··· ESTRATTO DEL DOCUMENTO

I Negri hanno cominciato, con una certa impazienza, a organizzarsi
all'interno delle loro comunità. Questi tentativi compiuti
negli anni sessanta hanno un precedente in organizzazioni più
antiche, come la Universal Negro Improvement Association di M.
Garvey negli anni venti. Garvey pensava che ai fini di un'efficace
azione di massa i Negri dovessero diventare un gruppo unito e
fornito di coscienza razziale. Negli anni sessanta sono sorte
diverse organizzazioni che hanno tentato di dare ai Negri una nuova
coscienza della loro eredità afroamericana e del colore della
loro pelle. L'accento posto sull'orgoglio e sul ‛potere nero' da
leaders come Malcom X, E. Cleaver del Black Panther Party o E.
Muhammad dei Black Muslims ha forse condotto all'affermazione di
posizioni razziste? Molti negri hanno rivendicato la propria
identità come un modo per competere con la società
bianca e forzarne le barriere. Altri hanno guardato al marxismo come
fonte d'ispirazione e la maggior parte dei gruppi del ‛potere nero'
ha aderito incondizionatamente alle lotte sostenute dalle diverse
razze del Terzo Mondo contro le grandi potenze. Se la violenza del
linguaggio ha spesso simboleggiato la violenta lotta che è
stata necessaria per combattere contro il razzismo bianco su tutti i
fronti, il ‛potere nero' non è stato però concepito
nei termini di una visione razziale del mondo.
Il pregiudizio sopravvive ancora tra molti bianchi come elemento di
una lunga tradizione razzista che ai Negri è estranea. I
‛rispettabili' White Citizens Councils hanno riaffermato la propria
opposizione all'integrazione, e gruppi estremisti come il piccolo
National States Rights Party hanno sfruttato i Protocolli dei savi
Anziani di Sion contemporaneamente contro gli Ebrei e contro i
Negri. Uomini come l'ex governatore dell'Alabama G. Wallace hanno
dato voce, oltreché all'opposizione contro l'integrazione,
allo scontento del mondo agrario e provinciale contro l'Est
urbanizzato.
Al grosso problema della sopravvivenza del razzismo non si risponde
additando l'esistenza di simili esigui gruppetti negli Stati Uniti o
in Europa. Piuttosto, ci dobbiamo chiedere se il razzismo, anche nei
casi in cui sia stato ufficialmente ripudiato, non abbia continuato
a determinare gli atteggiamenti di molti uomini nei loro rapporti
reciproci. Non manca qualche prova della sopravvivenza di un
razzismo non limitato a gruppi estremisti. Durante la guerra degli
Algerini per l'indipendenza, alcuni coloni francesi adottarono
atteggiamenti razzisti verso gli Arabi. I Rhodesiani, sollecitati
dalle nazioni bianche e nere a concedere potere politico alla
propria maggioranza negra, hanno trovato rifugio nelle concezioni
razziste. Inoltre, l'Egitto di Nasser ha fatto ricorso, nella lotta
contro Israele, a documenti come i Protocolli dei savi Anziani di
Sion e a ex propagandisti nazisti. Resta però dubbio che il
fenomeno abbia messo radici, dato che l'Islàm lascia ben poco
spazio a concezioni razziste. Anche l'America Latina è stata
contagiata dal razzismo, specie l'Argentina, che poteva vantare un
violento movimento antiebraico, basato sui luoghi comuni
dell'ideologia razzista (Tacuara). Possiamo aggiungere che, tra il
1945 e il 1964, almeno ventuno nuove edizioni del Mein Kampf di
Hitler sono apparse negli Stati Uniti, in Francia, Spagna, Messico,
Grecia, Libano e Giappone (cfr. ‟The Wiener library bulletin", 1965,
XIX, 2, p. 23). Dopo la seconda guerra mondiale, la letteratura
razzista ha continuato a trovare editori e lettori.

······
··· RECORD DA ELABORARE

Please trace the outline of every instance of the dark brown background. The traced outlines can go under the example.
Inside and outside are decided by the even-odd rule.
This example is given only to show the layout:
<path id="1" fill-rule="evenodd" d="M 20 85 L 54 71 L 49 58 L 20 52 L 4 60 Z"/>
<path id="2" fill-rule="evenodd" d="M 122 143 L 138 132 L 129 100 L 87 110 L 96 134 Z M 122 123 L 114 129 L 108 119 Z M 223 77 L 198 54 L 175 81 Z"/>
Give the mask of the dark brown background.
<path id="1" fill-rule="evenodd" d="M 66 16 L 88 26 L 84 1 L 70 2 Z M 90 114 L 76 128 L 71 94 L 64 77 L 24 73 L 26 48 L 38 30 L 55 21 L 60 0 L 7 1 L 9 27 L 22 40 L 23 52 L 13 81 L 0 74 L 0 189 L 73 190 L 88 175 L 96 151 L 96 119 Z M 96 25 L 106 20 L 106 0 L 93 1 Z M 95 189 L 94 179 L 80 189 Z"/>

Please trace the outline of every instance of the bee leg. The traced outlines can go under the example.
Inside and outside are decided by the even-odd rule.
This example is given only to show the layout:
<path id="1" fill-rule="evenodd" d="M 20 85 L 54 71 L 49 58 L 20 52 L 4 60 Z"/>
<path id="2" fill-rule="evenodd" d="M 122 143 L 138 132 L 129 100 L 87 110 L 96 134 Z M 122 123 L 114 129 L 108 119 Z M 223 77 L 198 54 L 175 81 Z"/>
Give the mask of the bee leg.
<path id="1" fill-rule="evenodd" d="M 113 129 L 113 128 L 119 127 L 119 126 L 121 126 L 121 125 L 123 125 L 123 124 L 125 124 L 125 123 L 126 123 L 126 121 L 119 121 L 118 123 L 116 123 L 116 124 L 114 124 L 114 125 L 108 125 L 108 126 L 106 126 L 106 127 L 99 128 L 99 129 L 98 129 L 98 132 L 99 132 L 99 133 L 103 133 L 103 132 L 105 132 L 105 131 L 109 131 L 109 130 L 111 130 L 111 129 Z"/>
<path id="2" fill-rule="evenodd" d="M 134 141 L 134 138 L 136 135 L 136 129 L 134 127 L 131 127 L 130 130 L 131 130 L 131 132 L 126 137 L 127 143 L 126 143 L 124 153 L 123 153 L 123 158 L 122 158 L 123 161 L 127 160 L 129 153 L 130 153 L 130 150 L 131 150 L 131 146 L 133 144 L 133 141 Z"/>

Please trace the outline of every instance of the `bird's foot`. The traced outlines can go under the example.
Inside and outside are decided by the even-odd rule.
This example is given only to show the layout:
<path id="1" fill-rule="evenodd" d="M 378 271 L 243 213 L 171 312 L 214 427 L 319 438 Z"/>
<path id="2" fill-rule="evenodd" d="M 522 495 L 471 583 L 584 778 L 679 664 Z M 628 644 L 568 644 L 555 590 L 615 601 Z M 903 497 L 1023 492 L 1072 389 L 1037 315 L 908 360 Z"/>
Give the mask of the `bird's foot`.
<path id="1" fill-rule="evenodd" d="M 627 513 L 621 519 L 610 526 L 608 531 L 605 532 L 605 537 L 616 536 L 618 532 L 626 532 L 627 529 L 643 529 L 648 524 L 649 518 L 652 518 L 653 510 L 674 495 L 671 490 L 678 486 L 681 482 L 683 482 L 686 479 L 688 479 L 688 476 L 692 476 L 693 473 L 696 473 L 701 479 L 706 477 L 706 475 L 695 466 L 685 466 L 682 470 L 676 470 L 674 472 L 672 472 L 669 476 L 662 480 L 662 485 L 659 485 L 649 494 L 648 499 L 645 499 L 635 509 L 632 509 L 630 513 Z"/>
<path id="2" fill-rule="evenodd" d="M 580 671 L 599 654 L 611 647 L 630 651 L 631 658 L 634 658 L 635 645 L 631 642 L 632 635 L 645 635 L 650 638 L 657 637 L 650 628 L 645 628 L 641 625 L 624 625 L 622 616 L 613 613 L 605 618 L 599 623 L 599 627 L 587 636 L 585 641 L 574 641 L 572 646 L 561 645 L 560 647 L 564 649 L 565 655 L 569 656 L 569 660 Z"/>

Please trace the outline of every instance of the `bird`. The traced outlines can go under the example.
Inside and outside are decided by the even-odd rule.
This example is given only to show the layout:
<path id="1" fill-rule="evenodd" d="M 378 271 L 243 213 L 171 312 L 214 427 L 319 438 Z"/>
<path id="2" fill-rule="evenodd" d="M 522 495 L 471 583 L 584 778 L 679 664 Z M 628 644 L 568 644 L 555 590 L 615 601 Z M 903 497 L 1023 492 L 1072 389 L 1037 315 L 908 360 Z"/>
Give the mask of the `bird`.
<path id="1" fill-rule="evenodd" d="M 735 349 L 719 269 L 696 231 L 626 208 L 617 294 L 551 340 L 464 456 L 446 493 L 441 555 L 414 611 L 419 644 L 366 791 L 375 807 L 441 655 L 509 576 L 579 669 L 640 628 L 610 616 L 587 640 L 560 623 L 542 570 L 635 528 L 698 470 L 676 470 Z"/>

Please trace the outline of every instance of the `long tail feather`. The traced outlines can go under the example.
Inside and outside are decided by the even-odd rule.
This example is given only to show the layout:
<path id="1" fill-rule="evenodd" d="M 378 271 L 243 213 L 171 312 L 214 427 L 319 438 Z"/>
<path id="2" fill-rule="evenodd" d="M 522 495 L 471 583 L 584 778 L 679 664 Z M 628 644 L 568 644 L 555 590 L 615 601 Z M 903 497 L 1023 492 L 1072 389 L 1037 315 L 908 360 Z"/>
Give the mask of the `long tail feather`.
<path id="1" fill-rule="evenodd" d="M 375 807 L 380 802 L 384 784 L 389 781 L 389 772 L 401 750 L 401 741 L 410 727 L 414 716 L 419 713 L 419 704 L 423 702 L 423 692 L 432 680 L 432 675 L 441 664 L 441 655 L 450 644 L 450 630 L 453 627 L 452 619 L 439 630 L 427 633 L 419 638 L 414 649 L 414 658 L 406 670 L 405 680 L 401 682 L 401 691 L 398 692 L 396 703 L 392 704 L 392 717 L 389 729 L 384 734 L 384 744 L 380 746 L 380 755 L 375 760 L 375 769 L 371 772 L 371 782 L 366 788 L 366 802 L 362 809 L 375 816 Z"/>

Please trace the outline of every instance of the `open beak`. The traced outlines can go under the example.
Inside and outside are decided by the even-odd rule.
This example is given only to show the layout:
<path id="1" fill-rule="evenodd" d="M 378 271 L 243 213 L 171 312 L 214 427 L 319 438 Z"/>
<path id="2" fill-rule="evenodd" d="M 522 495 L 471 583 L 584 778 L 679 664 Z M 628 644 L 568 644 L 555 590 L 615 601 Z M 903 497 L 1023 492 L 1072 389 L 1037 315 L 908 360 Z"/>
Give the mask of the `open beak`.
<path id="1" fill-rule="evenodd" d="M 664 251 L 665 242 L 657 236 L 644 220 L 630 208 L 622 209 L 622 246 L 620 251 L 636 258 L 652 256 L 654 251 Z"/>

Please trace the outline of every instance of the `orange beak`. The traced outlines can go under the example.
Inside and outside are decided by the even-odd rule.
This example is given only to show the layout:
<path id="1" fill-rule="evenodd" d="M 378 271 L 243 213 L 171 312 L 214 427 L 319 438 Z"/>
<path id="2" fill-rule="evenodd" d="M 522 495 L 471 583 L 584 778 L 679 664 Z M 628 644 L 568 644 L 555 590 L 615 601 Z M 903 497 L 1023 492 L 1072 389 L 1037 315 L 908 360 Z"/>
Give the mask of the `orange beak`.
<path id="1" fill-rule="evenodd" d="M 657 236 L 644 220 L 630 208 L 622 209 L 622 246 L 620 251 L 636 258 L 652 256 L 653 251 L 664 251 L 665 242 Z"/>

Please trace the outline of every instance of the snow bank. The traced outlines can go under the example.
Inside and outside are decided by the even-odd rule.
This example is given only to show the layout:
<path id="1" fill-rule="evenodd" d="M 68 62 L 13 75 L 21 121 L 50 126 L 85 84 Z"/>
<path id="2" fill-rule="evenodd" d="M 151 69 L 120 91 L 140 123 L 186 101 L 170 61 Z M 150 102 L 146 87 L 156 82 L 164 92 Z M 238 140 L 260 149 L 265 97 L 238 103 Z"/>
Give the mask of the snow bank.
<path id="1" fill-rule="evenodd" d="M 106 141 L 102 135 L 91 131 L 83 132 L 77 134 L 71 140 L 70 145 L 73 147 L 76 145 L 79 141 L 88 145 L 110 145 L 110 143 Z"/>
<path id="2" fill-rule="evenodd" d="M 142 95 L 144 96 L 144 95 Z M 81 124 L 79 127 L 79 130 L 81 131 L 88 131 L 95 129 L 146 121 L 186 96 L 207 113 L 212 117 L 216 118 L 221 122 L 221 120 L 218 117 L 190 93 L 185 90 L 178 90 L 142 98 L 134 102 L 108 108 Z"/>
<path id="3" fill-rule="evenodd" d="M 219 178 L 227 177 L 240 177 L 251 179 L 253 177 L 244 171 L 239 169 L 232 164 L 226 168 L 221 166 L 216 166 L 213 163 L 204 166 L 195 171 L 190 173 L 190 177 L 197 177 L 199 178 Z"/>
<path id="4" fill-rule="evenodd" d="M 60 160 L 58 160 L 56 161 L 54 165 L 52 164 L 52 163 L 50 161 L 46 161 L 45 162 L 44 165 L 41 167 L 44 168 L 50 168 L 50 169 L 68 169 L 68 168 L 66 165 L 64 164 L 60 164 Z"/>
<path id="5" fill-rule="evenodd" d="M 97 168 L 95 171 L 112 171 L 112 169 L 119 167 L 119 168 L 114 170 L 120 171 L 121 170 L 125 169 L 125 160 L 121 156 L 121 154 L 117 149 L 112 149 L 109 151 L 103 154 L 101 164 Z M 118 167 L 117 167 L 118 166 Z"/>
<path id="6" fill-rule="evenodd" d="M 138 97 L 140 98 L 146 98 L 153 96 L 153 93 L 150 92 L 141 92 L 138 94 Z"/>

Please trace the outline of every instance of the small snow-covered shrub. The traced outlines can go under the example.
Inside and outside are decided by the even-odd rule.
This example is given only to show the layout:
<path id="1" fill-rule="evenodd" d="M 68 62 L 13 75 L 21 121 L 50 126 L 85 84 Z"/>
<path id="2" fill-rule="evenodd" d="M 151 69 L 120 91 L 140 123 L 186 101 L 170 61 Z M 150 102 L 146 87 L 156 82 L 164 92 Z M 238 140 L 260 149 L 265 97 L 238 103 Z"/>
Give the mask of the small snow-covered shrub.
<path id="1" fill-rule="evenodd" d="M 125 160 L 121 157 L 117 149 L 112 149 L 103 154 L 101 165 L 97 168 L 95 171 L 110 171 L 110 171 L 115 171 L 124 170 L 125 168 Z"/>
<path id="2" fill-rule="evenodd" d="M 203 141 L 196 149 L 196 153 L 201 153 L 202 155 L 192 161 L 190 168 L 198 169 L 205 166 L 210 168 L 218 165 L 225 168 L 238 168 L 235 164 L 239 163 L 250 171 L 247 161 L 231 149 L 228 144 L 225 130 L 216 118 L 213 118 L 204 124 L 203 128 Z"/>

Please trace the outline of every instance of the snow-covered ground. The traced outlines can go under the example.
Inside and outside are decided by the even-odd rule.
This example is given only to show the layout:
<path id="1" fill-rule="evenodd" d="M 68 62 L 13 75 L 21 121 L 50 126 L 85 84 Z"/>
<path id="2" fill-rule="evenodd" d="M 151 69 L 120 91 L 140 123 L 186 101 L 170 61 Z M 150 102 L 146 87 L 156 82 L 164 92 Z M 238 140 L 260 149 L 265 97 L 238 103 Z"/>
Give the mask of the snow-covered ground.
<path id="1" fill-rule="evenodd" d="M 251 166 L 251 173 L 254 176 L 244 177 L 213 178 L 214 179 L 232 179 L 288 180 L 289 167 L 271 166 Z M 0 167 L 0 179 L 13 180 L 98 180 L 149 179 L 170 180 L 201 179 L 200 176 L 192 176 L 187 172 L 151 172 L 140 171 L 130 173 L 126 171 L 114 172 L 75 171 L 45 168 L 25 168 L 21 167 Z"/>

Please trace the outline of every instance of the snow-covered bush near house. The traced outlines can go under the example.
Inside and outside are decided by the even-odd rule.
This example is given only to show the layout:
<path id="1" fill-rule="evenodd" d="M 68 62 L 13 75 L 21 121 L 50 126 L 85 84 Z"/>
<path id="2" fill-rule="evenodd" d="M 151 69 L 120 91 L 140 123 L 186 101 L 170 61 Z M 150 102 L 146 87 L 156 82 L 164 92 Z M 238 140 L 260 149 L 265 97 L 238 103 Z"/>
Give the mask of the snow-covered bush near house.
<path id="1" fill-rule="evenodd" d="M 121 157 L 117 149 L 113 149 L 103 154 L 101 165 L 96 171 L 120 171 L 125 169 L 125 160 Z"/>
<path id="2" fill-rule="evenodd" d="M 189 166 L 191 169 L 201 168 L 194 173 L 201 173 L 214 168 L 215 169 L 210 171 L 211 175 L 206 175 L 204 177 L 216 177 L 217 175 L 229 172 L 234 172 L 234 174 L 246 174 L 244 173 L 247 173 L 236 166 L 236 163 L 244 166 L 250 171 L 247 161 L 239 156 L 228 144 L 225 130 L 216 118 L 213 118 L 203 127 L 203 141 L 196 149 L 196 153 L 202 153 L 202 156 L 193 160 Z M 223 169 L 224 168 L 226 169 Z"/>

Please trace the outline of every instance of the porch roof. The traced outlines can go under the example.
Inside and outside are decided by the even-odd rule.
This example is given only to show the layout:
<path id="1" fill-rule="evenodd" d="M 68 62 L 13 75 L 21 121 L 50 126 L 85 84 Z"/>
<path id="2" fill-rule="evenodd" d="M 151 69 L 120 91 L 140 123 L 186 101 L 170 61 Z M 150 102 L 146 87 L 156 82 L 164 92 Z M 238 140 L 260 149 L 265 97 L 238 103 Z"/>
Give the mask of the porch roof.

······

CONSEGNA A
Trascrivi fedelmente dai record le righe che vanno da quella che contiene "Please trace the outline of every instance of the small" fino a quella che contiene "Give the mask of the small", entrambe comprese.
CONSEGNA B
Prosegui il brano sulla sopravvivenza del razzismo a partire dal punto in cui termina.

RISPOSTA ATTESA A
Please trace the outline of every instance of the small snow-covered shrub. The traced outlines can go under the example.
Inside and outside are decided by the even-odd rule.
This example is given only to show the layout:
<path id="1" fill-rule="evenodd" d="M 68 62 L 13 75 L 21 121 L 50 126 L 85 84 Z"/>
<path id="2" fill-rule="evenodd" d="M 151 69 L 120 91 L 140 123 L 186 101 L 170 61 Z M 150 102 L 146 87 L 156 82 L 164 92 Z M 238 140 L 260 149 L 265 97 L 238 103 Z"/>
Give the mask of the small snow-covered shrub.

RISPOSTA ATTESA B
Cosa resta da dire del razzismo in Europa? I Francesi hanno
dimostrato la sua sopravvivenza durante la guerra algerina per
l'indipendenza, quando l'antisemitismo razzista forniva materia per
una quantità di libelli e scritte murali. Inoltre, nel 1969
la città di Orlèans fu testimone di un'improvvisa
sommossa popolare contro i locali commercianti ebraici, sommossa che
prese lo spunto dalle leggende della contaminazione sessuale e dai
Protocolli dei savi Anziani di Sion (v. Morin, 1969). Le ansie della
vita moderna hanno fatto rivivere un'ideologia da molti ritenuta
morta ma che, in realtà, era solo assopita sotto la
superficie. Nelle regioni rurali arretrate e nelle piccole
città della Germania si usa ancora la parola ‛ebreo' nel suo
vecchio significato, anche se il vecchio razzismo è limitato
nel complesso a piccoli gruppi periferici. Il Partito nazionale
tedesco, che registrò alcuni temporanei successi elettorali
sul finire degli anni sessanta, era conservatore piuttosto che
razzista. Comunque, nessun movimento razzista di massa è
emerso dopo la seconda guerra mondiale. È piuttosto la
sopravvivenza del razzismo come religione secolare e visione del
mondo, al di fuori di qualsiasi immediata cornice politica, che
è in discussione.
Non possediamo statistiche attendibili circa la capacità di
penetrazione degli atteggiamenti razzisti. Là dove il
razzismo aveva trovato un terreno fertile nei secc. XIX e XX, tali
atteggiamenti sembravano più diffusi. Tuttavia in Francia,
che pure non aveva in passato favorito i movimenti razzisti, il
razzismo è affiorato dopo la guerra. La Germania - la nazione
che ha portato il razzismo al suo trionfo - non ha visto il suo
risveglio, sebbene molti dei vecchi atteggiamenti razzisti
continuino a sussistere, in attesa forse di un'epoca di crisi per
riemergere. L'Europa orientale, essendo diventata comunista, ha
represso gli atteggiamenti razzisti (che, peraltro, con molta
probabilità sopravvivono). Anche l'Italia, che non ha avuto,
in passato, una vera e propria tradizione razzista, è rimasta
relativamente immune dal razzismo dopo la seconda guerra mondiale.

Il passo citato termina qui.